State employees are speaking out about promotions and bonuses given to relatives of managers within the State Department of Health Services (DHS) Milwaukee Enrollment Services (MilES), headquartered at the Coggs Human Services Center on Vliet Street.
A handful of managers’ relatives with less than two years of experience were promoted over colleagues with up to 14 years of experience.
Those same favored employees were among those who received a $2,500 windfall last week, when DHS awarded roughly 900 employees $2.5 million in bonuses at managers’ discretion.
Vanessa Robertson, chief operations officer of DHS at the Coggs Center, refused to answer the Shepherd’s questions about the allegations last week.
Robertson’s son, Gavin, was among those who received the $2,500 bonus. He was hired in May 2012 and was promoted in April 2013 over employees with more seniority, earning $4.65 more per hour as a result.
David Eisner, a contract administrator for District Council 48, is representing four employees who have filed six appeals with the Wisconsin Employment Relations Commission (WERC) over the questionable promotions.
Eisner charged that it takes at least two years for an employee to become proficient and a one-year employee such as the COO’s son should not have been promoted in April.
“This is flat-out nepotism,” Eisner said.
While the passed-over employees can appeal the unfair promotions to the WERC, they have no way to appeal the bonuses.

◆ ◆ ◆ ◆ ◆ ◆ ◆

Task objective:
Continue the article about promotions and bonuses at Milwaukee Enrollment Services from the point where it stops.

◆ ◆ ◆ ◆ ◆ ◆ ◆

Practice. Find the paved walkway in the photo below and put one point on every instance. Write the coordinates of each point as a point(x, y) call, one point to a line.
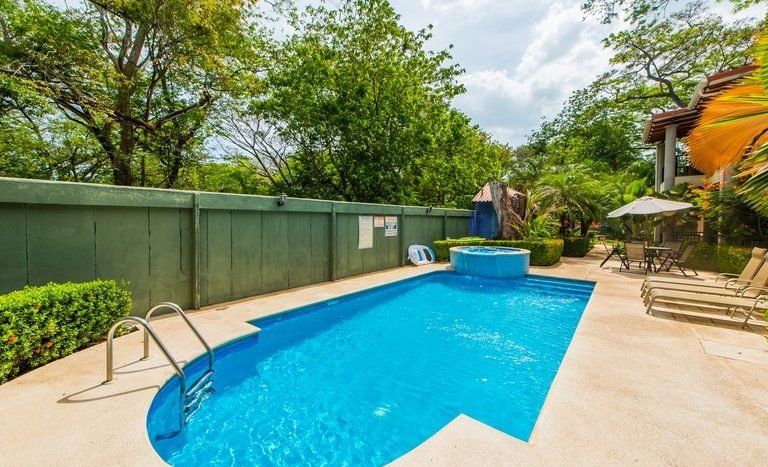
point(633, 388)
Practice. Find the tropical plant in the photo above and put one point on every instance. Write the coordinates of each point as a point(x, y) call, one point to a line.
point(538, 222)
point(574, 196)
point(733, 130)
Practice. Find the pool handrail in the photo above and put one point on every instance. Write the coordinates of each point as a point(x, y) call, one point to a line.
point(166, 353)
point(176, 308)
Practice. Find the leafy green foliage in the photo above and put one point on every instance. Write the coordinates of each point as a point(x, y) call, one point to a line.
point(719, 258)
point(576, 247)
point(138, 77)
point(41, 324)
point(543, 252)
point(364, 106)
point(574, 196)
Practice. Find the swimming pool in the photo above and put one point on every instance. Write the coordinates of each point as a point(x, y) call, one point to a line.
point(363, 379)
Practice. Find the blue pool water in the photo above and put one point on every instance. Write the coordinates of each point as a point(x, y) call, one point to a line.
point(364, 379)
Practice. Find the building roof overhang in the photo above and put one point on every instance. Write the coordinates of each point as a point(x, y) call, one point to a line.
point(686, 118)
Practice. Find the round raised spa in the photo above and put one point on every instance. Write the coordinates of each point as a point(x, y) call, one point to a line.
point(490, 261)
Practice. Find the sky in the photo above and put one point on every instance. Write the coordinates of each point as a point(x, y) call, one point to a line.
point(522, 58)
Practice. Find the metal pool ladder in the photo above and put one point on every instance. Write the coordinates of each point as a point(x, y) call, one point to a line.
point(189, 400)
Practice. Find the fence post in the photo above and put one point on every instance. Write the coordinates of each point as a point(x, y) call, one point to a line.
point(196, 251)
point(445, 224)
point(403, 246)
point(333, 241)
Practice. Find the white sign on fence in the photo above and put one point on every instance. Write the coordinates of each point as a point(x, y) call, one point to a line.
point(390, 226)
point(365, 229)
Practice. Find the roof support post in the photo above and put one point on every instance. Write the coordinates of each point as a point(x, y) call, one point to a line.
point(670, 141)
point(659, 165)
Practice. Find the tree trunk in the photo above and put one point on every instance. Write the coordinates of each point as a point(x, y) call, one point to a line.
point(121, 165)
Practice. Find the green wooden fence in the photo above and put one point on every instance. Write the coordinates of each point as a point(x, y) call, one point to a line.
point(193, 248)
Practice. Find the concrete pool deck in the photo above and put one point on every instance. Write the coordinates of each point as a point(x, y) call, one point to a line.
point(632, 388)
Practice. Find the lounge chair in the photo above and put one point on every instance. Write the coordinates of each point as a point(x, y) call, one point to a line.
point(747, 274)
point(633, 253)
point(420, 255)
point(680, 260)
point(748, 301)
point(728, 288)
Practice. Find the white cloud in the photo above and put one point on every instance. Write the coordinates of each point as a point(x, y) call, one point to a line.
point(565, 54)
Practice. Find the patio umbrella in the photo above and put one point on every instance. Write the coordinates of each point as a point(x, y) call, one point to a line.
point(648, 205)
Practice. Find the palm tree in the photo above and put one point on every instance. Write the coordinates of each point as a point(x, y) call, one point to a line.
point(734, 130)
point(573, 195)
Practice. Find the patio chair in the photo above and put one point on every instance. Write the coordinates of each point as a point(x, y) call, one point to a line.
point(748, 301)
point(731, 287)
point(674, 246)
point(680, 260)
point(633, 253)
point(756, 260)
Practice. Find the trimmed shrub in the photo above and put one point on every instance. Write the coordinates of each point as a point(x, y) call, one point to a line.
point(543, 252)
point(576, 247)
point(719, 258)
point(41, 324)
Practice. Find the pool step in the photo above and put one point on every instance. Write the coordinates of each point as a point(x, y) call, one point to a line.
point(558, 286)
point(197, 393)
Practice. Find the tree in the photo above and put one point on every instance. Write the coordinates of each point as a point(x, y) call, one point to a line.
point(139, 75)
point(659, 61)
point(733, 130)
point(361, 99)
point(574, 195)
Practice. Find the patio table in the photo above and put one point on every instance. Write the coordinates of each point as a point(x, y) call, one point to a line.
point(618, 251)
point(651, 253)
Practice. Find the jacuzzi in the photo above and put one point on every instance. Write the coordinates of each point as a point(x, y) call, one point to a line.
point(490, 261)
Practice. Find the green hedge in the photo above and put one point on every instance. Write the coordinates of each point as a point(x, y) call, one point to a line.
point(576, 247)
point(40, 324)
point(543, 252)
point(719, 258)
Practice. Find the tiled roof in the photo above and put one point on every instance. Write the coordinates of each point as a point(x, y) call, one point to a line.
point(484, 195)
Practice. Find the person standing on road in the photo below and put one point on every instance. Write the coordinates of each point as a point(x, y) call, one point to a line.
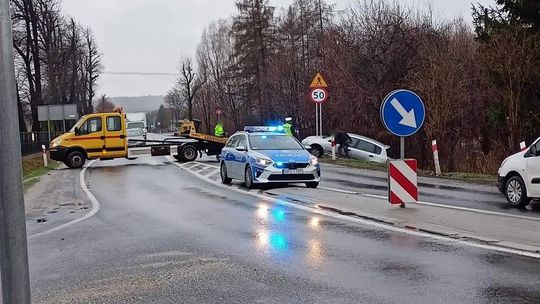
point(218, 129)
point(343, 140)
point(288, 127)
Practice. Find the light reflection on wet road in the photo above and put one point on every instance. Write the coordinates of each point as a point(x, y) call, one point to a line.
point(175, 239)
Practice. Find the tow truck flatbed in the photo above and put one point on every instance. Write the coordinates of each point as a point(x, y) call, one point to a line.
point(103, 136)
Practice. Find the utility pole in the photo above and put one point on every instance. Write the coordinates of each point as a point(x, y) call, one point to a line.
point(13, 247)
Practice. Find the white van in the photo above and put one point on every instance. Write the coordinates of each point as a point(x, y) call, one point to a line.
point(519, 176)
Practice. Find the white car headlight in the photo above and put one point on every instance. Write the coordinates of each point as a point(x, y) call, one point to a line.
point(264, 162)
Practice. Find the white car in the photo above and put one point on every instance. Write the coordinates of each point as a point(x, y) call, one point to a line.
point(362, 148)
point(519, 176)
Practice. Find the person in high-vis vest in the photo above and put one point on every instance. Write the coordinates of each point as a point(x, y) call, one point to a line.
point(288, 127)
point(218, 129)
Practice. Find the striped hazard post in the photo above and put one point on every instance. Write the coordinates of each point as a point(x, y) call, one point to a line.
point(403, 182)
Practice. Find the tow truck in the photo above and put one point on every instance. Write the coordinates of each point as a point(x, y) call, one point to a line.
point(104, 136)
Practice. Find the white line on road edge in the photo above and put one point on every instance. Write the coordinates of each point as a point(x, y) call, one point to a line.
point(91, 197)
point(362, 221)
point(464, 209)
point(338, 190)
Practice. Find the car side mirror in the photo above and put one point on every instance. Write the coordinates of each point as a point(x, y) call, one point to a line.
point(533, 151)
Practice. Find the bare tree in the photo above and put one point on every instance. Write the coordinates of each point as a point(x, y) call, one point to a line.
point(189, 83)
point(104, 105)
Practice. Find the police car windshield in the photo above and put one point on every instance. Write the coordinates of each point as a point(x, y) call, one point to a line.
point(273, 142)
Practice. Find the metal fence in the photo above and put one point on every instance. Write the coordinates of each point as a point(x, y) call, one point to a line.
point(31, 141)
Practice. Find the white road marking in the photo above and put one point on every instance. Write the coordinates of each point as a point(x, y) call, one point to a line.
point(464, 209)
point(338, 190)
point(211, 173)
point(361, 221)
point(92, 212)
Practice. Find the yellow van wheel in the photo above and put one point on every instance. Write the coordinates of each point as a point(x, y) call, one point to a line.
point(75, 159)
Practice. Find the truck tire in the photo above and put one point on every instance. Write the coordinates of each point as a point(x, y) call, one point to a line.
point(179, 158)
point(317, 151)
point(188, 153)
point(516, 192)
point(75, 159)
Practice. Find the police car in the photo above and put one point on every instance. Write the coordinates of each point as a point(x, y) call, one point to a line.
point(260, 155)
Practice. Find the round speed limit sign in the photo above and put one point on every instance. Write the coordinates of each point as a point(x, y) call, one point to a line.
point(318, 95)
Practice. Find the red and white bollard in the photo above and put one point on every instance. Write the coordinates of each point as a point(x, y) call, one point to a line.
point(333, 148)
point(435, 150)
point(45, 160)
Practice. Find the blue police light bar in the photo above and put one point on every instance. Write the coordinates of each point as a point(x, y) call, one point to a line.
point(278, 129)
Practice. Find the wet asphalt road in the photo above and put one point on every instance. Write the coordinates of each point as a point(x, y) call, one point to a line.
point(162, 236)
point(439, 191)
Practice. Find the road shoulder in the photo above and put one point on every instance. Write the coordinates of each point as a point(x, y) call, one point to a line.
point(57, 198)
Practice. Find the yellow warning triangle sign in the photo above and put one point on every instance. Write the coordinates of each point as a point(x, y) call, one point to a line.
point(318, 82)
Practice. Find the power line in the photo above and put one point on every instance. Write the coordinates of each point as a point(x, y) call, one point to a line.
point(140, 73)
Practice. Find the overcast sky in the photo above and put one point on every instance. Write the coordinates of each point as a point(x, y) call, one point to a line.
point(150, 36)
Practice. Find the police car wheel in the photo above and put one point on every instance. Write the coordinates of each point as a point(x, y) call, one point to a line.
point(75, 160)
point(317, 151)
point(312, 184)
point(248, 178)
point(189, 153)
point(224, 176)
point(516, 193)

◆ ◆ ◆ ◆ ◆ ◆ ◆

Solved problem:
“And if you’re not the boss’s buddy, you’re not going to get a bonus,” Eisner said.
New Hires Advancing Rapidly
Eisner said that these allegedly unfair promotions never could have happened prior to Gov. Scott Walker’s Act 10, which gutted collective bargaining rights for public employees. Although portions of Act 10 have been put on hold for municipal employees and teachers, the full law is in effect for state employees, including DHS MilES employees.
Although nothing in state law prevents relatives from working together, the state’s nepotism policy prohibits relatives from receiving preferential treatment over other employees.
DHS spokeswoman Stephanie Smiley said that relatives are not able to sit on interviewing panels for new hires and employees competing for promotions. That said, candidates’ identities are known to the interviewers on the panels. Their recommendations are then forwarded to Ed Kamin, who runs the MilES program and approves new hires and promotions.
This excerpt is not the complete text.